=== Begin Enclosure ===
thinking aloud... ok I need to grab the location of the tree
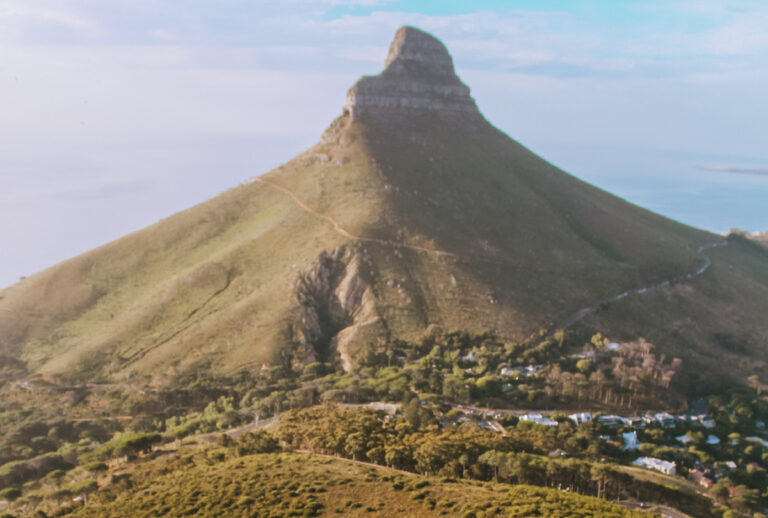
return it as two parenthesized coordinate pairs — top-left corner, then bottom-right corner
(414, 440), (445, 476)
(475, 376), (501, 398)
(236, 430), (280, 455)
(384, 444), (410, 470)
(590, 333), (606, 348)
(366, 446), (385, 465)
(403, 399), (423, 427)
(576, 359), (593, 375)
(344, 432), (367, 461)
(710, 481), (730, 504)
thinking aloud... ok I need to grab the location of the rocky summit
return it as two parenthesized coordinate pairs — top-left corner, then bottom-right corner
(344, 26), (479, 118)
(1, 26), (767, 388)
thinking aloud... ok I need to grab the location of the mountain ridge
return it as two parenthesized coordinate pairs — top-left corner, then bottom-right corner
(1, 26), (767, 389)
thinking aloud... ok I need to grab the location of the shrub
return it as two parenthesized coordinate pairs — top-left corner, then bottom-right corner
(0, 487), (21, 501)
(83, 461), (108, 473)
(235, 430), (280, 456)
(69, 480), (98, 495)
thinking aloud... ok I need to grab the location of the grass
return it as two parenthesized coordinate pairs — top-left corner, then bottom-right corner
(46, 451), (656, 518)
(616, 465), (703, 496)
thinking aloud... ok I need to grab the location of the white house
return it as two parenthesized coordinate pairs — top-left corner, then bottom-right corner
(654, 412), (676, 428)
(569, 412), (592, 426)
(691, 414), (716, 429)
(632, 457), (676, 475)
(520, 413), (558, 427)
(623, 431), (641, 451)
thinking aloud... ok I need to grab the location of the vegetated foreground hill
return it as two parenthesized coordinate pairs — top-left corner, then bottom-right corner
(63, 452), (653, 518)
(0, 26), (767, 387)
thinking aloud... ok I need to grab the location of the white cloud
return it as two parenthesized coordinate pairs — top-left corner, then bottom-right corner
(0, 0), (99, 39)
=== End Enclosure ===
PROBLEM TO WORK ON:
Every line of the material above that includes the string "aloud" is required.

WRITTEN SOLUTION:
thinking aloud... ok I need to grab the location of the tree
thinking aloud... ok I need to grab the location of the rocky summit
thinking aloud... ok I need to grab the location of the mountain ridge
thinking aloud... ok I need to grab the location of the shrub
thinking aloud... ok I need to grab the location of the grass
thinking aloud... ok I need to grab the location of the white house
thinking aloud... ok I need to grab the location of the vegetated foreground hill
thinking aloud... ok I need to grab the location of the white cloud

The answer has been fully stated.